Can you print the data exactly and leave out each image?

## Begin Material for this exercise

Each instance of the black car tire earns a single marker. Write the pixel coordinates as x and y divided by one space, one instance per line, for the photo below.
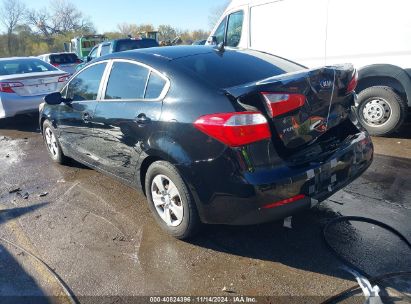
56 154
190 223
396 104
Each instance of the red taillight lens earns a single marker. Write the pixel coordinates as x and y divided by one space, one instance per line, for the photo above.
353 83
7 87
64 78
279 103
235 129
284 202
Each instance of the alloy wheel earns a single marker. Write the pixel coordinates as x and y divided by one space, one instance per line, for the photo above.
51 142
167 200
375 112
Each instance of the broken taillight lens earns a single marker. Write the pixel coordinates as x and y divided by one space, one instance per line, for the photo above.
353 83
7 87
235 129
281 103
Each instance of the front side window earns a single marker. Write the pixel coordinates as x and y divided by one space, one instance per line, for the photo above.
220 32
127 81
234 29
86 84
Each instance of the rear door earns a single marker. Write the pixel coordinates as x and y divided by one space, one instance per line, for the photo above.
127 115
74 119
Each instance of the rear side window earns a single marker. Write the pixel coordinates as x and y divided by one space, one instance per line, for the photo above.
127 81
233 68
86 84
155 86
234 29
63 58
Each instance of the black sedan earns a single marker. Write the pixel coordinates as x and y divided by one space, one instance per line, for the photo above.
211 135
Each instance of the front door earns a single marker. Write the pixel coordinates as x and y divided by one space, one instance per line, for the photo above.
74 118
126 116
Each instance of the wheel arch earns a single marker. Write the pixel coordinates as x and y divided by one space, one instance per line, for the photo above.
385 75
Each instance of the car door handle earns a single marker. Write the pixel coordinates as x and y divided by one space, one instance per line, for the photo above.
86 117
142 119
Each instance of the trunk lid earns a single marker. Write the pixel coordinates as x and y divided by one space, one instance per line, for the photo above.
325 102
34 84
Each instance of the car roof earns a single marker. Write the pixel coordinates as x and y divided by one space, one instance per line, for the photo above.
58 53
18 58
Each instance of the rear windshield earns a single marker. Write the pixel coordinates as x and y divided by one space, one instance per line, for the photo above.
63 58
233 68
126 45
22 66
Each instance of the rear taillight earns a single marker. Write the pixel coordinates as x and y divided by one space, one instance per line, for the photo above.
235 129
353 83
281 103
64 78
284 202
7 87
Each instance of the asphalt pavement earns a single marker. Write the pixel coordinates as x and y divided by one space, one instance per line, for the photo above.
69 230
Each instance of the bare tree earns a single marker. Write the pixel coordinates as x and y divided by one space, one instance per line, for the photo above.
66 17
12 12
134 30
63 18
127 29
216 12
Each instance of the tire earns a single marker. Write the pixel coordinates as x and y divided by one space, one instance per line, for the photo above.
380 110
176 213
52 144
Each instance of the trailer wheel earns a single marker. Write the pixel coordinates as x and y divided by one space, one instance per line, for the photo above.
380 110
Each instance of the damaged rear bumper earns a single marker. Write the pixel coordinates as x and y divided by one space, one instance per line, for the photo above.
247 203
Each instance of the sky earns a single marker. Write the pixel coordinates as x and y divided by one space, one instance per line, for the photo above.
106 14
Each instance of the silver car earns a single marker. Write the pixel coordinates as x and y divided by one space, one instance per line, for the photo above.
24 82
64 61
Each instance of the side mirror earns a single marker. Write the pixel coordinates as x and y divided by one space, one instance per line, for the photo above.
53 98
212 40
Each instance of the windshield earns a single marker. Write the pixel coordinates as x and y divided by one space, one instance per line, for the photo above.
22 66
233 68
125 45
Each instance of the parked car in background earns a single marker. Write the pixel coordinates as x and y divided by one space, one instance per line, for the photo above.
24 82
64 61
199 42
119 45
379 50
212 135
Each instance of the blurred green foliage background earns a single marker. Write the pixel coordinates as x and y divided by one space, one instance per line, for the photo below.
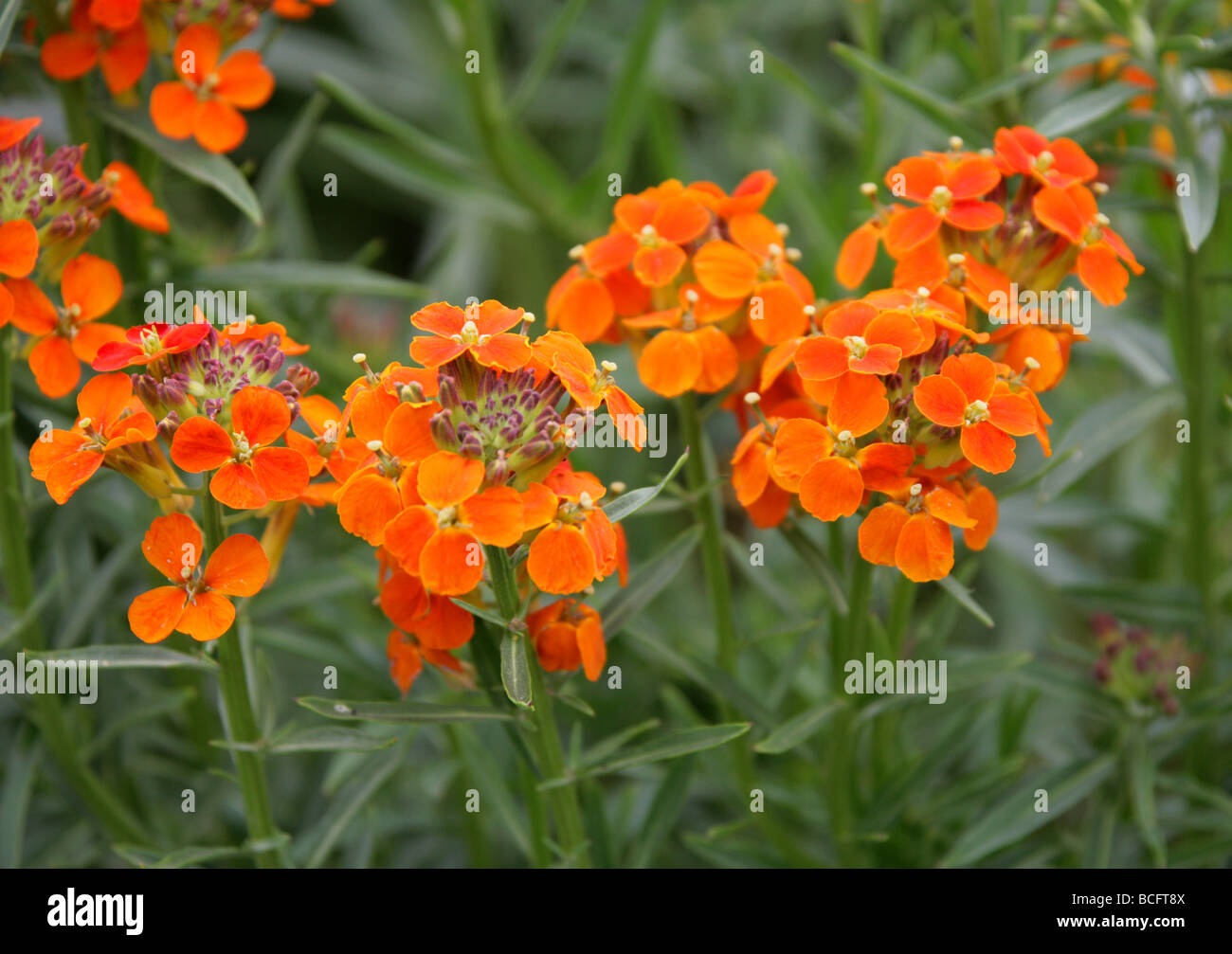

## End Material for this exercise

> The completed task:
Each instance of the black car tire earns a single marker. Write the pixel coordinates as x and y divided by one space, one instance per line, for the photo below.
56 154
190 223
396 104
Each instance of the red taillight lens earns a single marker. Write the pixel coordinates as x and y divided by one space, one instance per line, for the photo above.
353 83
7 87
64 78
279 103
235 129
284 202
Each instance of the alloy wheel earns a single marker. Write the pixel coordinates as x and y divided by one space, one instance per line, for the photo above.
51 142
167 200
375 112
Each instance of the broken taillight lens earns a single marker. Write the pixel coordinates as x and y divided by one space, one instance per line, for the photo above.
353 83
7 87
235 129
281 103
Each instance of the front side window earns a single marker. Write the pixel coordinates as x and y divided by one space, one instance per line, for the photo above.
220 32
127 81
234 29
86 84
Each instance of the rear door earns a single marker. Write the pixel coordinates as x and y divided by one space, one instance per line, for the photo above.
127 115
74 119
Each instance of the rear side window earns a single marker. Write the pixel coordinates as x and y divided by one space, one instance per line, for the photo above.
127 81
233 68
86 84
155 86
234 29
63 58
Each instance of the black sedan earns a single marker. Write the pixel coordinates as x and y divided by one space, one instance per line, for the photo above.
211 135
Each instance of the front door earns a single marker. Write the pixel coordinates as x and y divided by one space, one instance per line, for the photo above.
74 118
126 116
Each instance of the wheel arch earns a single marker. Write the pixel coordinates as x and y divided by one space, one instance per line, for the photo above.
385 75
Each instance of the car door handle earns a single marker. Write the pixel coordinates as x and y divided by one space, one instance per line, for the photo above.
86 117
142 119
Each instance of the trunk lid earns a single marker. Write the pixel coordinates as x and y divided by one space, one instance per line, for the photo above.
325 102
34 84
Each instance of the car roof earns a single marker. Write the pixel coordinates as x and y divided by one space, one instance per line, for the photo above.
58 53
18 58
Each instance of the rear windshield earns a single marker. Write the pixel coordinates as x and y divided by one space, one instance per line, for the photo above.
63 58
233 68
126 45
22 66
Each instance of the rear taillight earns a single marker. Write the pixel coordinates as x and y divided by one space, one instance per line, for the photo above.
235 129
353 83
281 103
64 78
284 202
7 87
Each instance of the asphalt pavement earns a single marker. Write the pixel coordinates as x and y divided by one space, one instance per line, for the photo above.
69 230
Each instance of the bare tree earns a single marker. Write the pixel coordinates as x and y divided by one space, one instance per line, for the photo above.
66 17
12 12
134 30
63 18
127 29
216 12
Each instance of the tire earns a single marker. Write the pixel coordinates as x and y divided by one space, one instance per line, for the photo above.
380 110
176 213
52 144
Each instance of the trailer wheel earns a single marker. Write the pixel coordinates as x and y divided by one space, one instance per line, for the photo above.
380 110
Each instance of the damaged rear bumper earns a single marker. Write the pixel coordinates as x and y divided by one space, one instance per line, for the photo above.
247 203
Each instance of the sky earns a single marker. Write the pixel coordinates as x and y divided by one space, one instance per line, for the photo above.
106 14
Each instance of the silver car earns a single marker. Write the pixel coordinates as x and y divided by one space, one instance per line, for the photo above.
24 82
64 61
Each instance of the side mirror earns a single marker. Write the pixel coordinates as x and y divided by one space, one instance per line, for the photo above.
53 98
212 40
Each instance of the windshield earns a single marker. Write the pixel coordinates as x and y divided by one space, one instance per line, for the photo above.
22 66
233 68
125 45
Each instance of the parked car in background earns a single marker. Write the pixel coordinates as x and y divided by one space, one instance per line, for the photo above.
24 82
64 61
199 42
119 45
379 50
212 135
Each instance of the blurred green foliage background earns a single marker. Write the pixel coordinates as x and y divided by one space, one instance per line, for the photo below.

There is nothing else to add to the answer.